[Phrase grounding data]
+--
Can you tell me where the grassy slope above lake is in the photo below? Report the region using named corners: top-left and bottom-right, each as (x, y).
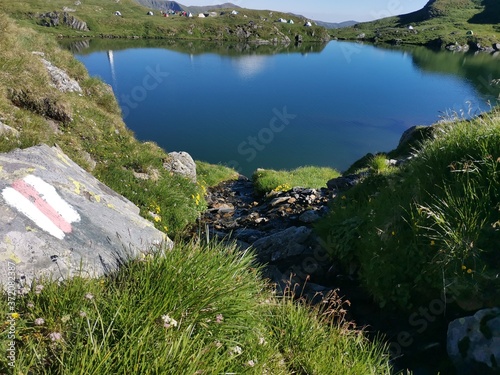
top-left (0, 11), bottom-right (239, 237)
top-left (0, 0), bottom-right (330, 42)
top-left (332, 0), bottom-right (500, 48)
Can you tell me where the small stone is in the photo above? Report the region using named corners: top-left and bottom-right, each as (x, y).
top-left (163, 151), bottom-right (197, 183)
top-left (0, 121), bottom-right (20, 138)
top-left (270, 196), bottom-right (290, 207)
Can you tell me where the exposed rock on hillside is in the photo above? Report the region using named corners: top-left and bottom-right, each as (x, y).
top-left (195, 177), bottom-right (335, 300)
top-left (0, 144), bottom-right (170, 290)
top-left (163, 151), bottom-right (197, 183)
top-left (36, 11), bottom-right (89, 31)
top-left (33, 52), bottom-right (83, 93)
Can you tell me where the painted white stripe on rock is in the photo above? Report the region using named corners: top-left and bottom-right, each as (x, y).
top-left (2, 187), bottom-right (65, 239)
top-left (24, 175), bottom-right (80, 223)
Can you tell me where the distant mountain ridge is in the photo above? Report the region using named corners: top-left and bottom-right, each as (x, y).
top-left (334, 0), bottom-right (500, 49)
top-left (187, 3), bottom-right (240, 14)
top-left (133, 1), bottom-right (354, 27)
top-left (133, 0), bottom-right (186, 12)
top-left (315, 20), bottom-right (358, 29)
top-left (133, 0), bottom-right (241, 14)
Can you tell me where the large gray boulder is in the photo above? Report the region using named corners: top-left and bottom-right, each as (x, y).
top-left (0, 144), bottom-right (171, 290)
top-left (447, 307), bottom-right (500, 374)
top-left (163, 151), bottom-right (197, 183)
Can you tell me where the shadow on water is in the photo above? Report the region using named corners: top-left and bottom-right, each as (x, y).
top-left (368, 43), bottom-right (500, 107)
top-left (469, 0), bottom-right (500, 24)
top-left (59, 38), bottom-right (329, 56)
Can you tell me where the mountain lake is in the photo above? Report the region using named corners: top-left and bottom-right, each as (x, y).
top-left (70, 39), bottom-right (500, 177)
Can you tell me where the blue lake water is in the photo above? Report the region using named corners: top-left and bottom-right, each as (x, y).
top-left (73, 40), bottom-right (500, 177)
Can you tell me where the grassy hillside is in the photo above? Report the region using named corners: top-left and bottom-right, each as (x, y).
top-left (0, 12), bottom-right (239, 237)
top-left (333, 0), bottom-right (500, 47)
top-left (0, 0), bottom-right (330, 42)
top-left (317, 109), bottom-right (500, 311)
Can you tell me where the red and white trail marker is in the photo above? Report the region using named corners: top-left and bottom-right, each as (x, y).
top-left (2, 175), bottom-right (81, 240)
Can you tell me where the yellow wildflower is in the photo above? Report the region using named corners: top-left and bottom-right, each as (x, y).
top-left (11, 313), bottom-right (20, 319)
top-left (430, 240), bottom-right (435, 246)
top-left (467, 269), bottom-right (473, 274)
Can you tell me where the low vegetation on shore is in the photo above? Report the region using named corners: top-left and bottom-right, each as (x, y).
top-left (1, 240), bottom-right (393, 374)
top-left (252, 166), bottom-right (340, 196)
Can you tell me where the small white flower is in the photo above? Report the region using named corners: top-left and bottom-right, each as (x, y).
top-left (215, 314), bottom-right (224, 323)
top-left (161, 314), bottom-right (178, 329)
top-left (27, 302), bottom-right (35, 309)
top-left (259, 337), bottom-right (267, 345)
top-left (85, 293), bottom-right (94, 300)
top-left (247, 359), bottom-right (256, 367)
top-left (35, 285), bottom-right (44, 295)
top-left (230, 345), bottom-right (243, 356)
top-left (79, 310), bottom-right (87, 318)
top-left (34, 318), bottom-right (45, 326)
top-left (49, 332), bottom-right (62, 342)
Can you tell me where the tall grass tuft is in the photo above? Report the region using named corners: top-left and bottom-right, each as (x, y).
top-left (0, 240), bottom-right (393, 374)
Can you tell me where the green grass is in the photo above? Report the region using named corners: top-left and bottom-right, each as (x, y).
top-left (0, 240), bottom-right (393, 374)
top-left (316, 109), bottom-right (500, 310)
top-left (333, 0), bottom-right (499, 47)
top-left (252, 166), bottom-right (341, 195)
top-left (196, 160), bottom-right (240, 188)
top-left (0, 0), bottom-right (330, 42)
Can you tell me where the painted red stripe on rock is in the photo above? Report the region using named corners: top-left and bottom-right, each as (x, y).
top-left (11, 179), bottom-right (72, 233)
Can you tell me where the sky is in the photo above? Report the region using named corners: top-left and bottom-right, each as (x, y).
top-left (185, 0), bottom-right (429, 23)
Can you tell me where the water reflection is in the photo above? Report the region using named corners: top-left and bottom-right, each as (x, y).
top-left (69, 39), bottom-right (500, 176)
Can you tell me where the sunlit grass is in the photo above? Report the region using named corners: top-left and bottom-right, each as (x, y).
top-left (0, 240), bottom-right (393, 374)
top-left (252, 166), bottom-right (340, 195)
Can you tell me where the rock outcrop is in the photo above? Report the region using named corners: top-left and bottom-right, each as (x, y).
top-left (0, 121), bottom-right (19, 138)
top-left (37, 54), bottom-right (83, 93)
top-left (37, 12), bottom-right (89, 31)
top-left (0, 144), bottom-right (170, 290)
top-left (447, 307), bottom-right (500, 374)
top-left (163, 151), bottom-right (197, 183)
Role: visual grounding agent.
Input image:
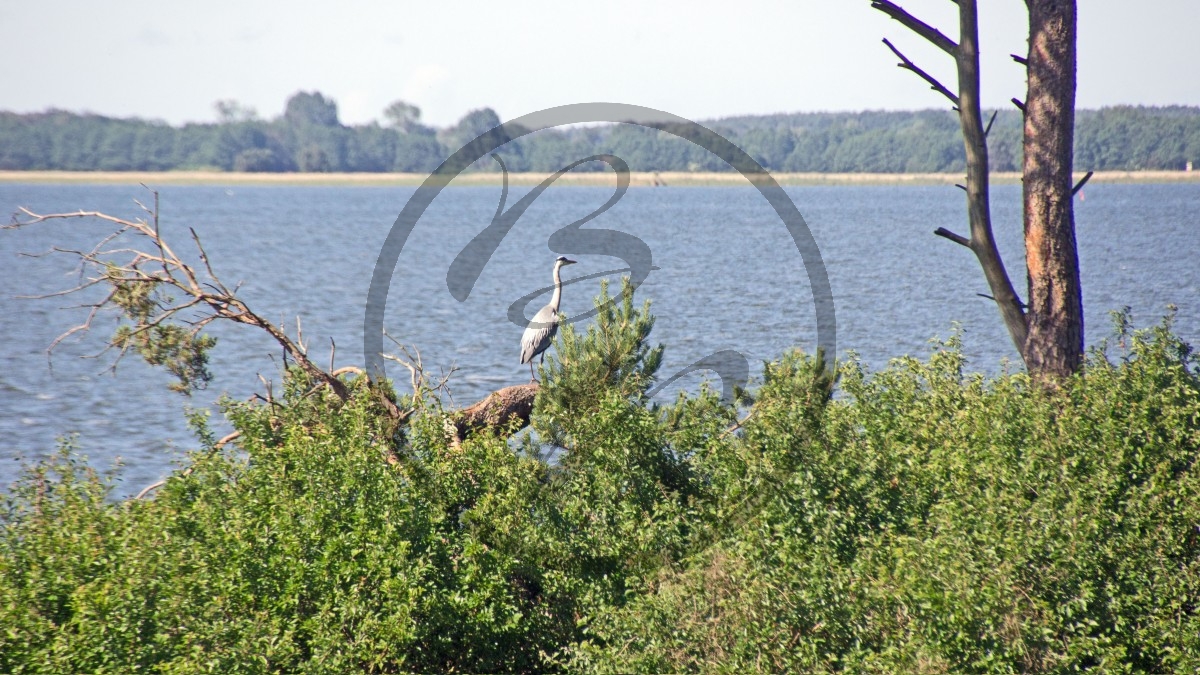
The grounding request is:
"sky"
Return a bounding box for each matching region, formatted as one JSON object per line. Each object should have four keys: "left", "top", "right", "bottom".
{"left": 2, "top": 0, "right": 1197, "bottom": 128}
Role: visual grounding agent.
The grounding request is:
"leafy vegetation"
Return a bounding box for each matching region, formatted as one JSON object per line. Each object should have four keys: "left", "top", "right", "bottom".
{"left": 569, "top": 316, "right": 1200, "bottom": 672}
{"left": 2, "top": 93, "right": 1199, "bottom": 173}
{"left": 2, "top": 273, "right": 1197, "bottom": 672}
{"left": 106, "top": 268, "right": 217, "bottom": 394}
+--
Task to carry out: Repeat the preceding records precisely, and leave every picture out of the copy.

Reply to the exercise:
Can you tell me where the grassy slope above lake is in the photo below? Report the region using named corners: top-left and bottom-right, each as (x, y).
top-left (0, 11), bottom-right (239, 237)
top-left (0, 0), bottom-right (330, 42)
top-left (332, 0), bottom-right (500, 48)
Can you tell me where the small stone is in the photo above? Report the region using named corners: top-left and bottom-right, each as (x, y).
top-left (163, 151), bottom-right (197, 183)
top-left (0, 121), bottom-right (20, 138)
top-left (270, 196), bottom-right (290, 207)
Can you tell me where the exposed rock on hillside is in the photo above? Report the region using named corners: top-left and bottom-right, each as (x, y).
top-left (195, 177), bottom-right (335, 300)
top-left (0, 144), bottom-right (170, 290)
top-left (163, 151), bottom-right (197, 183)
top-left (36, 11), bottom-right (89, 31)
top-left (33, 52), bottom-right (83, 93)
Can you tell me where the painted white stripe on rock is in the photo above? Report the region using named corners: top-left and bottom-right, each as (x, y).
top-left (2, 187), bottom-right (65, 239)
top-left (24, 175), bottom-right (80, 223)
Can you tell me where the distant mountain ridge is in the photo above? Report the region using named corners: top-left and bottom-right, each as (x, y).
top-left (334, 0), bottom-right (500, 49)
top-left (187, 3), bottom-right (240, 14)
top-left (133, 1), bottom-right (354, 27)
top-left (133, 0), bottom-right (186, 12)
top-left (315, 20), bottom-right (358, 29)
top-left (133, 0), bottom-right (241, 14)
Can you tell me where the large gray boulder is in the photo above? Report the region using named corners: top-left and bottom-right, each as (x, y).
top-left (0, 144), bottom-right (171, 290)
top-left (447, 307), bottom-right (500, 374)
top-left (163, 151), bottom-right (197, 183)
Can you tell me where the shadow on water is in the photo above? Report the region using named corners: top-left and bottom-right, each as (x, y).
top-left (368, 43), bottom-right (500, 107)
top-left (469, 0), bottom-right (500, 24)
top-left (59, 38), bottom-right (329, 56)
Can you tell me where the mountain lake is in the photo above? Report the region using named corners: top-left and bottom-right, each as (x, y).
top-left (70, 39), bottom-right (500, 177)
Can you tell me where the blue lake water is in the photo above? Report the region using named corners: top-left and bottom-right, each as (x, y).
top-left (73, 40), bottom-right (500, 177)
Can you tell me where the grassy hillside is in the photo above? Report the region using named corners: top-left and bottom-right, each as (x, y).
top-left (0, 12), bottom-right (239, 237)
top-left (333, 0), bottom-right (500, 47)
top-left (0, 0), bottom-right (330, 42)
top-left (317, 109), bottom-right (500, 311)
Can you tell me where the red and white trail marker is in the photo above? Report the region using named corners: top-left and bottom-right, each as (x, y).
top-left (2, 175), bottom-right (81, 240)
Can you tell me where the yellow wildflower is in the photo above? Report the region using named corners: top-left and bottom-right, each as (x, y).
top-left (11, 313), bottom-right (20, 319)
top-left (430, 240), bottom-right (435, 246)
top-left (467, 269), bottom-right (473, 274)
Can you tell me where the low vegetation on shore is in the photo above? Report the region using named corners: top-left and bottom-right, each as (x, y).
top-left (1, 240), bottom-right (393, 374)
top-left (252, 166), bottom-right (340, 196)
Can you tell me where the small white flower is in the photo above? Report the region using named corners: top-left and bottom-right, each as (x, y).
top-left (215, 314), bottom-right (224, 323)
top-left (161, 314), bottom-right (178, 329)
top-left (27, 302), bottom-right (35, 309)
top-left (259, 337), bottom-right (267, 345)
top-left (85, 293), bottom-right (94, 300)
top-left (247, 359), bottom-right (256, 367)
top-left (35, 285), bottom-right (44, 295)
top-left (230, 345), bottom-right (243, 356)
top-left (79, 310), bottom-right (87, 318)
top-left (34, 318), bottom-right (45, 326)
top-left (49, 332), bottom-right (62, 342)
Can you tell me where the tall grass tuft is in the photo above? Report the region using named corners: top-left and bottom-right, each as (x, y).
top-left (0, 240), bottom-right (393, 374)
Can you tell me where the green grass is in the photo above? Report the region using named corners: top-left and bottom-right, each as (x, y).
top-left (0, 240), bottom-right (393, 374)
top-left (316, 109), bottom-right (500, 310)
top-left (333, 0), bottom-right (499, 47)
top-left (252, 166), bottom-right (341, 195)
top-left (196, 160), bottom-right (240, 188)
top-left (0, 0), bottom-right (330, 42)
Can you tell me where the painted red stripe on rock is in the photo above? Report the region using named corners: top-left and bottom-right, each as (x, y).
top-left (11, 179), bottom-right (72, 233)
Can you tell me where the sky is in the photo above? Report the region using named corners: top-left and bottom-right, each as (x, y).
top-left (185, 0), bottom-right (429, 23)
Can you tell me where the water reflection is in the photo above? Report the region using named corners: top-left and bottom-right, each as (x, y).
top-left (69, 39), bottom-right (500, 176)
Can you tell me where the sunlit grass is in the photo above? Report the region using named corners: top-left and bottom-right, each as (x, y).
top-left (0, 240), bottom-right (393, 374)
top-left (252, 166), bottom-right (340, 195)
Can you tell me where the rock outcrop is in the photo above? Report the region using named corners: top-left and bottom-right, each as (x, y).
top-left (0, 121), bottom-right (19, 138)
top-left (37, 54), bottom-right (83, 93)
top-left (37, 12), bottom-right (89, 31)
top-left (0, 144), bottom-right (170, 290)
top-left (447, 307), bottom-right (500, 374)
top-left (163, 151), bottom-right (197, 183)
Role: visual grounding agent.
Input image:
The grounding request is:
"sky"
Return a bounding box for each matching region, formatted as one JSON object per line. Each object should have four keys: "left", "top", "right", "bottom".
{"left": 2, "top": 0, "right": 1197, "bottom": 128}
Role: visual grounding agent.
The grounding request is:
"leafy vegetation"
Return a bounding box for each matching region, formatted as one JSON object per line. Each object should have four keys: "left", "top", "right", "bottom".
{"left": 569, "top": 316, "right": 1200, "bottom": 672}
{"left": 2, "top": 93, "right": 1199, "bottom": 173}
{"left": 2, "top": 273, "right": 1197, "bottom": 672}
{"left": 106, "top": 268, "right": 217, "bottom": 394}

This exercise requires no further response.